[Items from a dataset]

%%

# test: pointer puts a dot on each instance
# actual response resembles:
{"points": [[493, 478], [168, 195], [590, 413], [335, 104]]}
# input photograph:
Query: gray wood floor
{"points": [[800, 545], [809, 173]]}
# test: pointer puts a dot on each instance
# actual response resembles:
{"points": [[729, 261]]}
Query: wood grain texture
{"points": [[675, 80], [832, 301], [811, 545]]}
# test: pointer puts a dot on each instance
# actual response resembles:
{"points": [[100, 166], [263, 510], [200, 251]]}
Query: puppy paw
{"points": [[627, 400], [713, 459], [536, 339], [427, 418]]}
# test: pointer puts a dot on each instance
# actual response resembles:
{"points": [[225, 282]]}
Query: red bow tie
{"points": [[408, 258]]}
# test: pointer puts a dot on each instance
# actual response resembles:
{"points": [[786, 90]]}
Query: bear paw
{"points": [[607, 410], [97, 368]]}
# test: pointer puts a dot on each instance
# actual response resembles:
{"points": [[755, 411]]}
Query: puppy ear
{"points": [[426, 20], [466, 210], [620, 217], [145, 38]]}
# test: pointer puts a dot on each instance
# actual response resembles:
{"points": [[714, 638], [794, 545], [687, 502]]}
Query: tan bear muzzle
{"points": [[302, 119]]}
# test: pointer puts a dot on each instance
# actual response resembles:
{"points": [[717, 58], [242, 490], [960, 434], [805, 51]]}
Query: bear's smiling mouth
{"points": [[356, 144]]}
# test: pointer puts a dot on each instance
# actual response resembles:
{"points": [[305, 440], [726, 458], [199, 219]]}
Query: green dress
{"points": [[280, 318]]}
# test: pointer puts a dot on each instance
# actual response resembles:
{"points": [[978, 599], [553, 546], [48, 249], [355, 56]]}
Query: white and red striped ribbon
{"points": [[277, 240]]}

%%

» **YOUR OBJECTIVE**: Quote all the records exactly, please, leaving none out.

» **PROBLEM SOLUTION**:
# test: pointer puts a dot on each instance
# actual response resembles:
{"points": [[493, 478], [168, 195], [590, 413], [335, 104]]}
# input photograph:
Query: gray wood floor
{"points": [[800, 545], [809, 173]]}
# test: pointer puts a dot on each instance
# actual response resembles:
{"points": [[729, 261]]}
Query: wood grain texture
{"points": [[675, 80], [832, 301], [811, 545]]}
# test: pointer puts a dot on each instance
# actual response resembles:
{"points": [[100, 166], [263, 510], [200, 251]]}
Query: puppy paw
{"points": [[627, 400], [713, 459], [536, 339], [427, 418]]}
# test: pointer puts a dot on each instance
# actual response resembles:
{"points": [[225, 282]]}
Query: red bow tie
{"points": [[408, 258]]}
# test: pointer puts a dot on each instance
# actual response resembles:
{"points": [[786, 90]]}
Query: bear paw
{"points": [[607, 410], [97, 368]]}
# test: pointer puts a dot on each instance
# actual response resembles:
{"points": [[755, 411]]}
Query: puppy ear
{"points": [[426, 20], [466, 210], [620, 217], [145, 38]]}
# test: pointer puts a dot on each instance
# actual response resembles:
{"points": [[714, 638], [794, 545], [687, 502]]}
Query: tan bear muzzle
{"points": [[302, 119]]}
# test: pointer puts a dot on each instance
# actual response resembles:
{"points": [[717, 58], [242, 490], [960, 434], [805, 51]]}
Query: bear's smiling mouth
{"points": [[356, 144]]}
# test: pointer puts a dot on each instance
# actual response resembles:
{"points": [[305, 440], [726, 458], [199, 219]]}
Query: green dress
{"points": [[280, 318]]}
# test: pointer puts a dot on each instance
# actual response resembles:
{"points": [[978, 599], [553, 546], [48, 249], [355, 56]]}
Query: white and red striped ribbon
{"points": [[277, 240]]}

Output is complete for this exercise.